● Aim of the exercise
The answer must consist of each line of the records below that contains the string "scone".

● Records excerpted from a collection

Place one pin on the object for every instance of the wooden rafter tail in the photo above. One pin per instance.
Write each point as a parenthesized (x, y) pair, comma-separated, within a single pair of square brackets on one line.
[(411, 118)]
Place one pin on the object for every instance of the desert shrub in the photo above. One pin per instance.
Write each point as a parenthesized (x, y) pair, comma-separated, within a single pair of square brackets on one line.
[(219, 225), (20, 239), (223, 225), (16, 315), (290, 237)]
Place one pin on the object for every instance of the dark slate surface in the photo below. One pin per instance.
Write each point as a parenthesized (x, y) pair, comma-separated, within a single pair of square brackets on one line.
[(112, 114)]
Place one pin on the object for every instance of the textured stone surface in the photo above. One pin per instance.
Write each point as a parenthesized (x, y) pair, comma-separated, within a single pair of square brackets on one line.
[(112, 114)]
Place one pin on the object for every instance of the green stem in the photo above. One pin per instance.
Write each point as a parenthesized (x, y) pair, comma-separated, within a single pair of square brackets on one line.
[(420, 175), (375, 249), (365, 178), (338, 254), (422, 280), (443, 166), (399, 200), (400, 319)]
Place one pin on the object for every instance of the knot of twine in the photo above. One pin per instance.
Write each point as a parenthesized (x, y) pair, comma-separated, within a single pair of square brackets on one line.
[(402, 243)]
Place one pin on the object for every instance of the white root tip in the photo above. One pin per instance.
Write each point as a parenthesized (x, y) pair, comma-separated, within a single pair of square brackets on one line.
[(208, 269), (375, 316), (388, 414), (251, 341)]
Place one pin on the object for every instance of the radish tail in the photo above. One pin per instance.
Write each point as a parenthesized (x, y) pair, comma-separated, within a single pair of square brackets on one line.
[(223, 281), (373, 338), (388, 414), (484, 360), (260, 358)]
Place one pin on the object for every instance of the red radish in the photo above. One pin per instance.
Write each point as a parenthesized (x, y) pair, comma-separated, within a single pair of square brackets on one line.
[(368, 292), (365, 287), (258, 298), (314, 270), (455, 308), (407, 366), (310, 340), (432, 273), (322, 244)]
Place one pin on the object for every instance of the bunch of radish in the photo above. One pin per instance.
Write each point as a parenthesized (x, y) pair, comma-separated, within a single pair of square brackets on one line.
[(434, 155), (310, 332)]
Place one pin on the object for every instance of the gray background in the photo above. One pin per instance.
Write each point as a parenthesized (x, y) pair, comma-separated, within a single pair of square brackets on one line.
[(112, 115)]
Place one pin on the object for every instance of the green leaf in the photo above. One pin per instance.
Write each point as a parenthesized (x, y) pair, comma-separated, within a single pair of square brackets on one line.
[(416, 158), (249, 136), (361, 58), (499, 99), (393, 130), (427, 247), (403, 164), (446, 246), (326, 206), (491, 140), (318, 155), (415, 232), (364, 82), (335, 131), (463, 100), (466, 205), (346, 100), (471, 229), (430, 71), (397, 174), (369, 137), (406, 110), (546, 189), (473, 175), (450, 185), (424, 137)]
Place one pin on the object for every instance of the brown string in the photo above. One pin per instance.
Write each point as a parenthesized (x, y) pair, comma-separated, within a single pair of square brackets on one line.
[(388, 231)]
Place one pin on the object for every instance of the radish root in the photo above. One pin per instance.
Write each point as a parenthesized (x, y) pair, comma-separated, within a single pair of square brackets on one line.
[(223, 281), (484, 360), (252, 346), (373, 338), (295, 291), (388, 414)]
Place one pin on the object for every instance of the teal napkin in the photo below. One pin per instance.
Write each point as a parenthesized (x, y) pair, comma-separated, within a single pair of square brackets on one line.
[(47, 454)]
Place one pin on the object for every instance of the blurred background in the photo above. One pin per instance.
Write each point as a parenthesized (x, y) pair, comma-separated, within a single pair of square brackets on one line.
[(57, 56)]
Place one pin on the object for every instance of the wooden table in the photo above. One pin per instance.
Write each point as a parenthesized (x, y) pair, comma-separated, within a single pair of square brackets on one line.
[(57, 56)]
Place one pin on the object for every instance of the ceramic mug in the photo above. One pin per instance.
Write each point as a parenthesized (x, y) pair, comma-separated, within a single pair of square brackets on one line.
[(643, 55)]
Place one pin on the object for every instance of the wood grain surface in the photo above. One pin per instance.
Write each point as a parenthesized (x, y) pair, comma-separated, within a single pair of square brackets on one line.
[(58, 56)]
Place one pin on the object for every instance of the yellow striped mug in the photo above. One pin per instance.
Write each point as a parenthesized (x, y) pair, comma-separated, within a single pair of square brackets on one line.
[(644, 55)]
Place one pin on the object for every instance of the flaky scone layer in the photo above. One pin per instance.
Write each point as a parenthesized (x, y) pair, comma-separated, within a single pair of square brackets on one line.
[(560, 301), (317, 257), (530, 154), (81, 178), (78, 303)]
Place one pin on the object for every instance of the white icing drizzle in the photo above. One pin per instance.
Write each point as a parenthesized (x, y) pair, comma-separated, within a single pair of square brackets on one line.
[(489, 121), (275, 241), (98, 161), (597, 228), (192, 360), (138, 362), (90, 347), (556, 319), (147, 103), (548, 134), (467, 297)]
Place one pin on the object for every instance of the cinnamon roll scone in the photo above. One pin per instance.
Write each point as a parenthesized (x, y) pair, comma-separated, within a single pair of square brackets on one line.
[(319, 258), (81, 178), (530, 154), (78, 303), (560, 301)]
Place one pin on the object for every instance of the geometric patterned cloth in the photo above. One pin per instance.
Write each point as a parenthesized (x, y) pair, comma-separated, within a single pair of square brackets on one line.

● Output
Place one pin on the object for every instance of the flaky scone layer in the photo above. One pin per instance.
Place one pin on the object for every instance of the cinnamon roll scone in the photo above. One pin per instance.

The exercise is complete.